### Problem details
With the pictures omitted, write out the entries that follow exactly as they stand.

----- Source records

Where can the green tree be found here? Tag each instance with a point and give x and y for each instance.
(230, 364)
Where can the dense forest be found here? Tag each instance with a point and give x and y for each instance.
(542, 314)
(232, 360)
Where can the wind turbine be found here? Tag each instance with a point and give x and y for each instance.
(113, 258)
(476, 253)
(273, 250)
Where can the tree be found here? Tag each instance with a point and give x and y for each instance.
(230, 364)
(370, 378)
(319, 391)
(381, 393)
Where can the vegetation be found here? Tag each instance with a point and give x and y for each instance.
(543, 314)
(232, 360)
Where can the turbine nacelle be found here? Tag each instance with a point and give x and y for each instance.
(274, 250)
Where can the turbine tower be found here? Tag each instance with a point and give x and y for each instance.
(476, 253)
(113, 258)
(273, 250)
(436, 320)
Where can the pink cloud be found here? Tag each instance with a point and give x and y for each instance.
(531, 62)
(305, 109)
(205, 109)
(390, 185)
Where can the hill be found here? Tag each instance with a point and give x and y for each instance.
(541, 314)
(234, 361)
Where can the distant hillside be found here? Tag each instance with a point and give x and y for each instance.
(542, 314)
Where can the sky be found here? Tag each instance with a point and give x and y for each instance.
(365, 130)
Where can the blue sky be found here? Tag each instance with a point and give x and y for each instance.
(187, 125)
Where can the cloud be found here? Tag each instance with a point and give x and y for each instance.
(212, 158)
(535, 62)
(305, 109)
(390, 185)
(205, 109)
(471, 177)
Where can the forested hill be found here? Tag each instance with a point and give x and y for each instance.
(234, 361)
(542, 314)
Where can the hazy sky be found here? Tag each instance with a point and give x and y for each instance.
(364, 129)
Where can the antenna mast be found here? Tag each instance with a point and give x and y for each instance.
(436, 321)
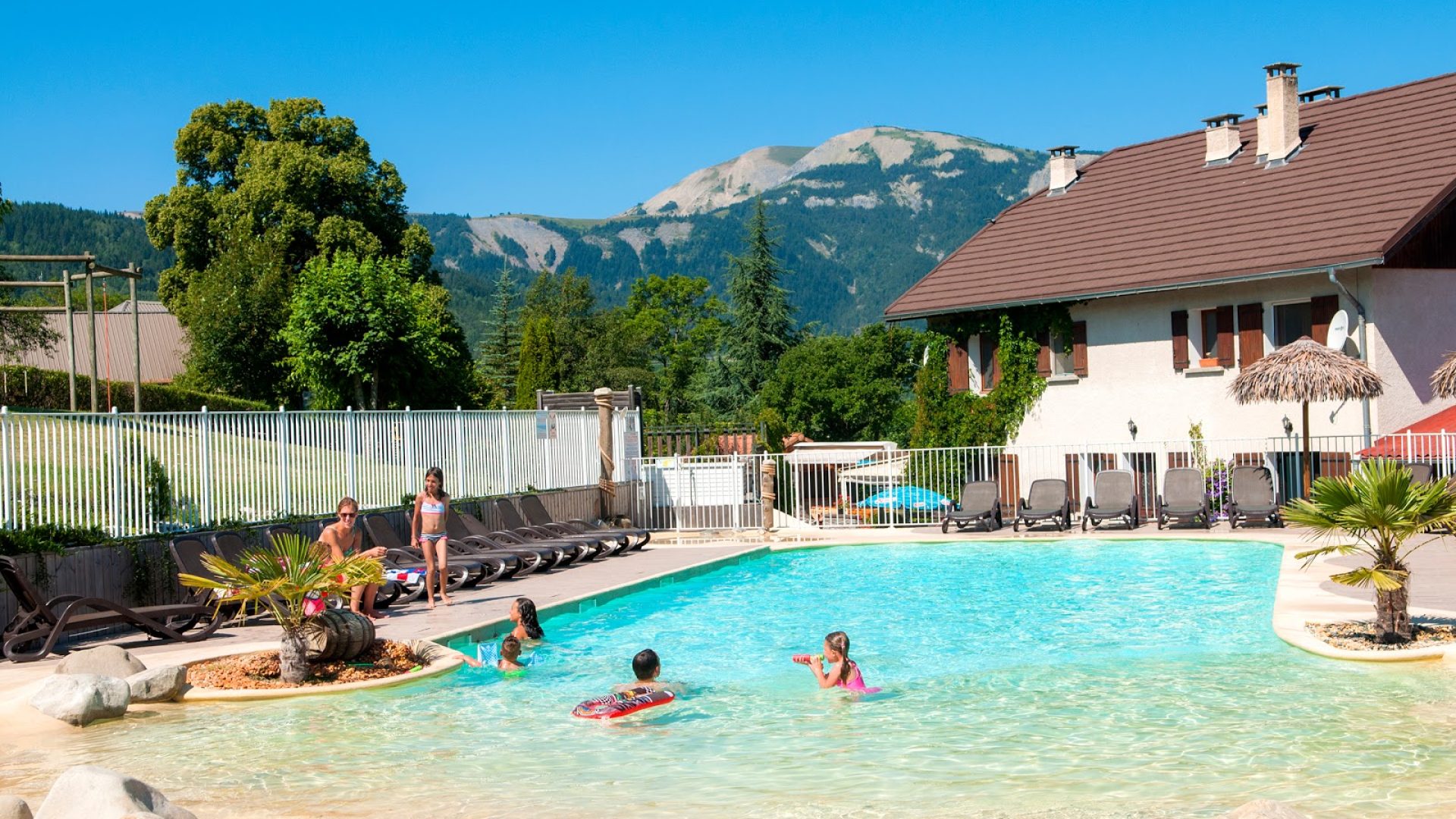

----------

### Answer below
Where can the green tree be found here? Tag each instance with a point and give x and y for each instance.
(230, 364)
Where can the dense forest be found here? Tag each instance with a point and give x and y for each instance.
(542, 314)
(232, 360)
Where can the wind turbine be found here? Tag each instance with a point and give x and y for each instance.
(113, 258)
(476, 253)
(273, 250)
Where can the tree be found here? Tag each instance with a point and give x and y for each instance.
(230, 364)
(370, 378)
(319, 391)
(381, 393)
Where can the vegetation be found here? Tag each instance with a point and give x and y for each instance.
(543, 314)
(232, 360)
Where can the turbine nacelle be found here? Tag each instance with a point and give x and y for each instance.
(274, 250)
Where can the turbine tower be found here? Tag each instance with a point and give x and y for each instance.
(476, 253)
(113, 258)
(273, 250)
(436, 320)
Where can the pink cloud be found here? Tag each instance with a point and give x and y for each instance.
(531, 62)
(305, 109)
(205, 109)
(390, 185)
Where can the hill be found here? Tag each instance with a point and give x and y for each instance.
(541, 314)
(234, 361)
Where can the distant hillside be found here? Tag each instance with a point and give x and y for each instance.
(542, 314)
Where can the sky be found here? Tag each instance with a point and give x and y for each instance.
(365, 130)
Where can the blue sky be found here? Tag each instance with a point and give x and y for each instance.
(187, 125)
Where can the cloud be found here? Tag each instance with a point and give x and y for each instance.
(212, 158)
(535, 62)
(305, 109)
(390, 185)
(205, 109)
(471, 177)
Where can the forested hill be found here? Tag each instance with a point and give x and y for each instance.
(234, 361)
(542, 314)
Where can the hazy sky be found here? Tag each instance with a point and give x and y for each instance.
(364, 129)
Where can the antenna mast be found here? Tag each instance with a point and give x and y for each instance.
(436, 321)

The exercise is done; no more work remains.